-- Begin --
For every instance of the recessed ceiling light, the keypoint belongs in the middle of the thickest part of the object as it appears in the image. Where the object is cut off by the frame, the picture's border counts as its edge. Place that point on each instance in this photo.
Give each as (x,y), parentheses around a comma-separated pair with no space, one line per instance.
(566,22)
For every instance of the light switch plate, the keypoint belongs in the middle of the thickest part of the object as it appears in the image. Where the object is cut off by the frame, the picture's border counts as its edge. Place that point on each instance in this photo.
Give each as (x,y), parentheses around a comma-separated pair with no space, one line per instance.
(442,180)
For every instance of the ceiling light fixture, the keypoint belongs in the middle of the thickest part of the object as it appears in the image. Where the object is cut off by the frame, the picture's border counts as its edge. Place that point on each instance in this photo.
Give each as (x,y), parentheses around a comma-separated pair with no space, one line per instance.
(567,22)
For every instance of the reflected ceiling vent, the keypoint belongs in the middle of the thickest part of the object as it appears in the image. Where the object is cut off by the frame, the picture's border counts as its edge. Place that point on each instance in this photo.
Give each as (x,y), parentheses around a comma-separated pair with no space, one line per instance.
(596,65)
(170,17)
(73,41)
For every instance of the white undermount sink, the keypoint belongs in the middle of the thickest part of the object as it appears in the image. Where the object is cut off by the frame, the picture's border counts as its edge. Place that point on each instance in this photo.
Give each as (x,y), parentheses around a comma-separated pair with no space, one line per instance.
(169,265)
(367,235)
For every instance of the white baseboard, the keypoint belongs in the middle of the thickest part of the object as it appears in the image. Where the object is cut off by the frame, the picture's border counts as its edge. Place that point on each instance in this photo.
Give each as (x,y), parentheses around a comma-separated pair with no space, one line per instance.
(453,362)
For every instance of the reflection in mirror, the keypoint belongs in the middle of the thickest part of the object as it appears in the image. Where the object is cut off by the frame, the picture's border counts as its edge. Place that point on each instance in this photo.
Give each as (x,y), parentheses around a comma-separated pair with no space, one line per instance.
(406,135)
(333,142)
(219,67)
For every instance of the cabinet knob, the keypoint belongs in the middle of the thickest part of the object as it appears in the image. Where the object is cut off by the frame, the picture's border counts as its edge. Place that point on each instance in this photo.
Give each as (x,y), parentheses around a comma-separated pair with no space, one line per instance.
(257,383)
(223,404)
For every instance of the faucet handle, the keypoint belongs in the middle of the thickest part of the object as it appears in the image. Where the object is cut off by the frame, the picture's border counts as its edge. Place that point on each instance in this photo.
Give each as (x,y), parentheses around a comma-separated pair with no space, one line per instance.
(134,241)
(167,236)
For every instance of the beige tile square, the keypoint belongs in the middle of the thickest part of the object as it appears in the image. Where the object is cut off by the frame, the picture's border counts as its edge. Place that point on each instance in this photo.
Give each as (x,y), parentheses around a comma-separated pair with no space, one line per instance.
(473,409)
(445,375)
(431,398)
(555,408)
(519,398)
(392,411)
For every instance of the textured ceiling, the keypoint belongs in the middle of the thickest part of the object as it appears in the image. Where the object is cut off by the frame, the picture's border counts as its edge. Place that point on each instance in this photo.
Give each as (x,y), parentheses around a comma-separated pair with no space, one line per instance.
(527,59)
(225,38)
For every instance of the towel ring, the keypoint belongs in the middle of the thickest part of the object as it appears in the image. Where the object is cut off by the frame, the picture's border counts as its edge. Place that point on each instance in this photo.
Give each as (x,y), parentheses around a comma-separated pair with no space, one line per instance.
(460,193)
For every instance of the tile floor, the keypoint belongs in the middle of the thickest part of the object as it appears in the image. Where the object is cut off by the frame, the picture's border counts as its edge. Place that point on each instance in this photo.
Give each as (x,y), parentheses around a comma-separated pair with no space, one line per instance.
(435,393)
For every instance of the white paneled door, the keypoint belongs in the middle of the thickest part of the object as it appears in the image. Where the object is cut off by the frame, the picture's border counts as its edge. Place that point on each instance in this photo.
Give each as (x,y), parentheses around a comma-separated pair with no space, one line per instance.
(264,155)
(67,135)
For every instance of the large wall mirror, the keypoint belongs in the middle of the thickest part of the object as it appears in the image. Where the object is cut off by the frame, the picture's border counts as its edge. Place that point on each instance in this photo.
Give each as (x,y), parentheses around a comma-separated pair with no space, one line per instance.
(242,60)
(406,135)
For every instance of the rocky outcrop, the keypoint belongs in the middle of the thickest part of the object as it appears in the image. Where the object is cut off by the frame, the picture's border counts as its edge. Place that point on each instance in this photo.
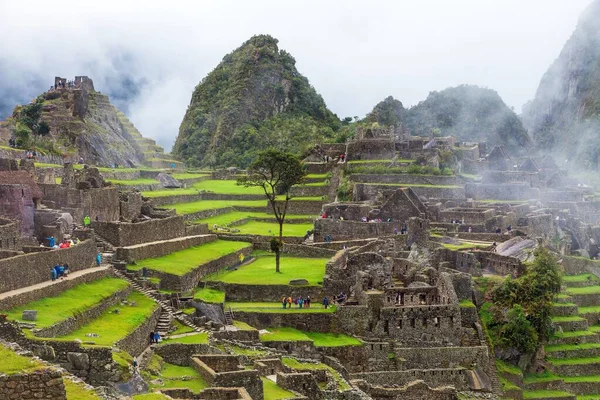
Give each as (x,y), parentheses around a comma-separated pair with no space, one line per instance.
(563,116)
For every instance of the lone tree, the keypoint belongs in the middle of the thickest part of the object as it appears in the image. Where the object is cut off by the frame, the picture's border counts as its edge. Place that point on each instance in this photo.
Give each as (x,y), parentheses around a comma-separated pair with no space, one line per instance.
(276,173)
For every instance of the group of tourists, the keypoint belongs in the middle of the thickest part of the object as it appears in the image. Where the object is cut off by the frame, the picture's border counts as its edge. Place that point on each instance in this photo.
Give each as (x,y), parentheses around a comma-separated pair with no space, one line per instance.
(300,302)
(59,271)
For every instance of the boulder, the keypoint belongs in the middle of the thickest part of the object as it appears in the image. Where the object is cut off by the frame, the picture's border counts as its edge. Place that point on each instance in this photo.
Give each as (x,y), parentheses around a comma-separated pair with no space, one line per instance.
(29,315)
(167,181)
(298,282)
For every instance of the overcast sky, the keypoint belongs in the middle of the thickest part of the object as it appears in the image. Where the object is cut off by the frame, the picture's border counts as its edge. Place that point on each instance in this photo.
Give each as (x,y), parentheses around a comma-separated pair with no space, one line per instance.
(149,55)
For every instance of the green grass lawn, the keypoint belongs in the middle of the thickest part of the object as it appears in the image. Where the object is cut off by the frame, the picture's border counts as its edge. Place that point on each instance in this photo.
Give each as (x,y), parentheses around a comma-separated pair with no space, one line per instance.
(150,396)
(417,185)
(542,394)
(227,218)
(315,308)
(209,295)
(202,205)
(570,347)
(76,391)
(189,175)
(272,229)
(133,182)
(574,361)
(580,278)
(262,271)
(13,363)
(112,327)
(318,339)
(273,392)
(184,261)
(301,366)
(174,376)
(200,338)
(583,290)
(70,302)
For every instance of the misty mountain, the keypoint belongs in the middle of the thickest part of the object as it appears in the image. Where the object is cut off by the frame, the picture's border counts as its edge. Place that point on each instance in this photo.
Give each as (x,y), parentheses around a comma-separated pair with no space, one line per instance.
(470,113)
(564,115)
(388,112)
(254,99)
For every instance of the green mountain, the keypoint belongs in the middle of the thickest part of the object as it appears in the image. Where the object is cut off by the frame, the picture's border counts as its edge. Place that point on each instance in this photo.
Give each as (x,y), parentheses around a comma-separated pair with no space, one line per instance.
(388,112)
(254,99)
(79,122)
(470,113)
(564,116)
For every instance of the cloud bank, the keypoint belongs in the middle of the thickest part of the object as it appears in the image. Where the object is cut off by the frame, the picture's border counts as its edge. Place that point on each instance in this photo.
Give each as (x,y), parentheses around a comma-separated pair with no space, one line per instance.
(148,56)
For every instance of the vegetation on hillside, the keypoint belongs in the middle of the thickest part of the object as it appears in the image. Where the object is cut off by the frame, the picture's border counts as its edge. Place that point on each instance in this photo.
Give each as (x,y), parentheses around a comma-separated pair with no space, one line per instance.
(470,113)
(518,315)
(254,99)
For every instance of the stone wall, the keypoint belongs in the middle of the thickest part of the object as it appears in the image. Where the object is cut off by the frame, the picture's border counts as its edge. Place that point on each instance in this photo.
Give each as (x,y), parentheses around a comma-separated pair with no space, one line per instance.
(160,248)
(347,230)
(137,340)
(499,264)
(30,269)
(127,234)
(82,318)
(432,377)
(188,281)
(314,322)
(10,234)
(43,384)
(181,354)
(406,179)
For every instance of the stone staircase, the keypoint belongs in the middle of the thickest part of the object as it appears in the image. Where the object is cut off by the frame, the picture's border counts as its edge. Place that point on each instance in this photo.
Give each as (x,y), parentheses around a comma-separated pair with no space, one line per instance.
(171,312)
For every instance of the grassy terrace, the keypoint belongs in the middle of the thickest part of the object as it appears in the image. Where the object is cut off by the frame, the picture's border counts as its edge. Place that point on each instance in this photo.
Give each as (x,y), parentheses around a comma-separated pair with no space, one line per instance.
(113,326)
(133,182)
(201,205)
(184,261)
(285,334)
(272,228)
(209,295)
(300,366)
(13,363)
(273,392)
(76,391)
(228,218)
(200,338)
(583,290)
(70,302)
(174,376)
(262,271)
(276,308)
(416,185)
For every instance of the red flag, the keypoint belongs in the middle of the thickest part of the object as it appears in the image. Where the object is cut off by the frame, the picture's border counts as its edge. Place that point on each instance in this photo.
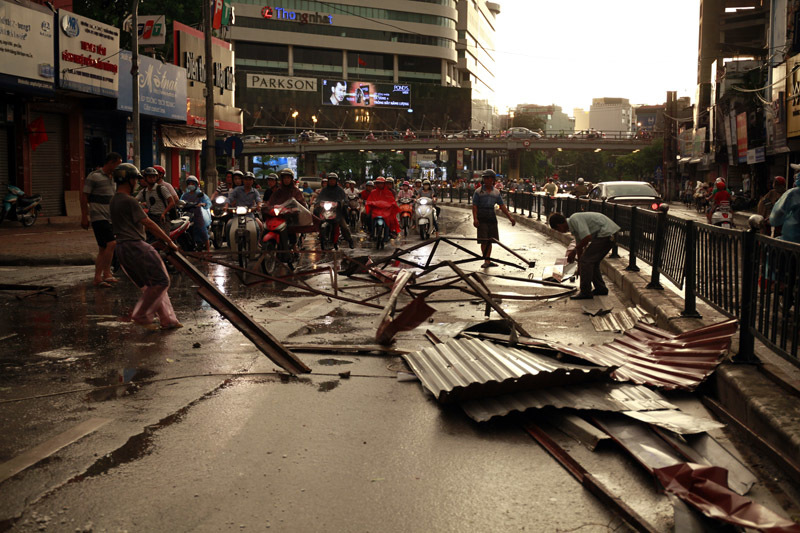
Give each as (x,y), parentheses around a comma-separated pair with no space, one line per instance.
(37,133)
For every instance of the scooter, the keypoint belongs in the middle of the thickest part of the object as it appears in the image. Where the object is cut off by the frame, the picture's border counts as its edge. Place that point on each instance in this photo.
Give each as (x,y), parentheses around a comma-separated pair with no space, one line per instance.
(722,216)
(18,206)
(328,227)
(280,220)
(353,211)
(406,206)
(243,234)
(381,210)
(219,219)
(425,215)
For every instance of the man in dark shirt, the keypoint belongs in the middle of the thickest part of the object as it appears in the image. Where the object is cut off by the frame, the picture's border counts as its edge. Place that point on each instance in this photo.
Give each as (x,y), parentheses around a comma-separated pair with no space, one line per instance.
(333,193)
(139,260)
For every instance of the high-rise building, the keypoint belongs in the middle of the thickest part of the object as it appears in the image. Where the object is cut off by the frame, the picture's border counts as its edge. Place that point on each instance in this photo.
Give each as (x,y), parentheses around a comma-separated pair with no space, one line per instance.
(352,64)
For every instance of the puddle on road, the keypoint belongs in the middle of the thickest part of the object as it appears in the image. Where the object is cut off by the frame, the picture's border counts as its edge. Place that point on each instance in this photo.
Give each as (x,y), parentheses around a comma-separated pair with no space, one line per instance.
(333,362)
(327,386)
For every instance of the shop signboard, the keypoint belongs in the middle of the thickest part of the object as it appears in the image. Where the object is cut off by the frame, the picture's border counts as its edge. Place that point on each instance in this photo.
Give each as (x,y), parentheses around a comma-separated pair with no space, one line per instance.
(793,97)
(365,94)
(190,54)
(280,83)
(162,88)
(26,48)
(88,55)
(741,136)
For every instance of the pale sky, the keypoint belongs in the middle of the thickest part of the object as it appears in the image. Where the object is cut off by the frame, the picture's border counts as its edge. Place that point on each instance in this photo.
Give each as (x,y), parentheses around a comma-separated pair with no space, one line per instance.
(567,52)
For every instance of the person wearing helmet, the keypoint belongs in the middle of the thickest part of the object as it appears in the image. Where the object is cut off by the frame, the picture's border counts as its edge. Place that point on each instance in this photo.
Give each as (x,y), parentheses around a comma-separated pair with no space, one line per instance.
(333,193)
(140,261)
(382,194)
(156,198)
(786,212)
(98,190)
(580,188)
(767,202)
(428,192)
(550,187)
(483,215)
(202,217)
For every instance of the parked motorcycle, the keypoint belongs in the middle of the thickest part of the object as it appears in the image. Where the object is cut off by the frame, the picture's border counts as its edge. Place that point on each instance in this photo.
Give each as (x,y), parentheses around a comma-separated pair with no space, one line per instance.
(243,234)
(425,215)
(406,206)
(18,206)
(381,210)
(722,216)
(219,219)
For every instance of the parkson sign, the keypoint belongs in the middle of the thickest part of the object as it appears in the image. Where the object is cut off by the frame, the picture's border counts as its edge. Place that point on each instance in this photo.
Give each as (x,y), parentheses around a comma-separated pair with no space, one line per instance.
(281,83)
-- End --
Only the lines from the one containing "For every instance of the person" through the end of the entries above belong in the answer; repeat them exactly.

- [WRITTEN RESPONSE]:
For every instance of the person wearing helmet, the keypoint belongs in the middle of the thickest part of the object as it appears in the image. Where the object is cut off by the frame, the picture's border counts as its edge. Place that point on each instance in this photo.
Give each as (x,y), parentheses around a comma-separated pair with no space, one line per instance.
(333,193)
(140,261)
(382,194)
(156,198)
(786,212)
(98,190)
(580,188)
(767,202)
(428,192)
(550,187)
(483,215)
(202,217)
For every instance of the parked motorcycle, the keypoint belongs in the middle of the thickest part of the object as it appears in the image. Where the object is cut off by the frame, the picture's border counts as its edge. Place that point on each instance in this photo.
Give each as (x,y), parentheses around a comma-separated pair with no space, one line per instance.
(243,234)
(425,215)
(406,206)
(18,206)
(381,210)
(722,216)
(219,219)
For every instance of the parkson sign, the keypoint belongs in the middle of the thickest part of the object as it appears in the image. Where the object is cut off by the frame, the picture's border counts as its edge. Place that point on each instance in this photo.
Give each as (x,y), parentheses around a comma-separated pair with no space, one line per instance.
(281,83)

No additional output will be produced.